### SELECTED EXTRACT
== Segment start ==
Chengdu Municipal Education Bureau in Sichuan Province yesterday issued an emergency circular calling for improved efforts to ensure food safety in the city's kindergartens, and primary and high schools.

Kindergarten, primary and high school canteens that fail to meet hygiene standards will be closed and can reopen only after making improvements, the circular said.

The bureau is to send 38 groups of supervisors to districts, cities and counties under Chengdu's administration over the next week to ensure the new rules are followed.

Last week, pupils at Dunyi Primary School, in Wangsi township near Chengdu, started vomiting after lunch in the school canteen.

As of yesterday afternoon, 66 pupils were in hospital diagnosed with acute gastroenteritis.

There was also a food poisoning case at Tashui Junior High School in Anxian, Sichuan, which affected more than 60 students.

And a total of 606 pupils and teachers became ill after lunch at Chongzhou City Experimental Primary School canteen.

The bacterium that caused the food poisoning outbreak here was later identified as shigella sonnei, which causes dysentery.

After this outbreak, parents complained that the local government had been slow to admit the scale of the outbreak.

Also this month, about 1,000 of some 1,300 students at Junle Town Central School in Pengzhou, another city under Chengdu's administration, ate cold soybeans and soup made of fatty meat and potatoes at the school canteen. Many were ill afterwards.

Three of the 38 hospitalized students were diagnosed as suffering from food poisoning that resulted from shigella sonnei.
== Segment end ==
### EXERCISE REQUIREMENTS
**a)** Answer these questions from the Chengdu school food safety article:
(i) How many groups of supervisors is the bureau sending out?
(ii) How many pupils and teachers became ill after lunch at Chongzhou City Experimental Primary School canteen?
(iii) What did students at Junle Town Central School eat at the school canteen?
**b)** Rewrite more briefly the paragraph of the Chengdu school food safety article that begins "Also this month, about 1,000", keeping its main facts.
**c)** Decide whether each statement agrees with the Chengdu school food safety article. Answer yes or no, and quote the words from the article that decide it.
(i) Canteens that fail to meet hygiene standards will be closed permanently.
(ii) The food poisoning case at Tashui Junior High School affected more than 60 students.
(iii) Pupils at Dunyi Primary School started vomiting after breakfast.
The listing after the Chengdu school food safety article plays no part here.

### SOURCE DATA
== Segment start ==
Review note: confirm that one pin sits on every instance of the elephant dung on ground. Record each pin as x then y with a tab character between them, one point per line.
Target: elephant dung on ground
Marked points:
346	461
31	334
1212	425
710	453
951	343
== Segment end ==
### EXERCISE RESULTS
**a)**
(i) 38 groups.
(ii) 606.
(iii) Cold soybeans and soup made of fatty meat and potatoes.

**b)** This month, about 1,000 of some 1,300 students at Junle Town Central School in Pengzhou, a city under Chengdu's administration, ate cold soybeans and fatty meat and potato soup at the canteen, and many became ill.

**c)**
(i) No: "can reopen only after making improvements"
(ii) Yes: "which affected more than 60 students"
(iii) No: "started vomiting after lunch in the school canteen"